> [AIM]: Pick out each line below that contains the word "this" and reproduce every such line in full.

(Excerpts from a detection dataset)
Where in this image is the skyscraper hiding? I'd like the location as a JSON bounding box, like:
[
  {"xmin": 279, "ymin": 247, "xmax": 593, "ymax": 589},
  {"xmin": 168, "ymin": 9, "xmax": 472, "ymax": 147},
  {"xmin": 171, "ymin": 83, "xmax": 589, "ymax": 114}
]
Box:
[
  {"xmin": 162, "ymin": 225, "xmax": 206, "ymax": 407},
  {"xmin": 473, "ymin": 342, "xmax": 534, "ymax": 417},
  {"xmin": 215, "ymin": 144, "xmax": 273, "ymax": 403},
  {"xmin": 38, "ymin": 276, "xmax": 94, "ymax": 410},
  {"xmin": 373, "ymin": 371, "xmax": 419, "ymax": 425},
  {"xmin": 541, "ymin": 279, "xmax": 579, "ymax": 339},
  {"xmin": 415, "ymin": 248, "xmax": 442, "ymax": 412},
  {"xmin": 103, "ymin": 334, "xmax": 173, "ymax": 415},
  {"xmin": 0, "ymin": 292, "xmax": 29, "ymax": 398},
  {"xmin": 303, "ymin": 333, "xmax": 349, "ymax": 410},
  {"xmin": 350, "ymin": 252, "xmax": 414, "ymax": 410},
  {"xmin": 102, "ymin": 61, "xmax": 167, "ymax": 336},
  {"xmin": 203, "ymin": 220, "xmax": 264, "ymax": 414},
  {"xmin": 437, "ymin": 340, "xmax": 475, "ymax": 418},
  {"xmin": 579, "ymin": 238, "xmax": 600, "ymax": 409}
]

> [WRITTEN ANSWER]:
Where in this image is the skyscraper hiding? I'd like the location as a JSON bounding box, like:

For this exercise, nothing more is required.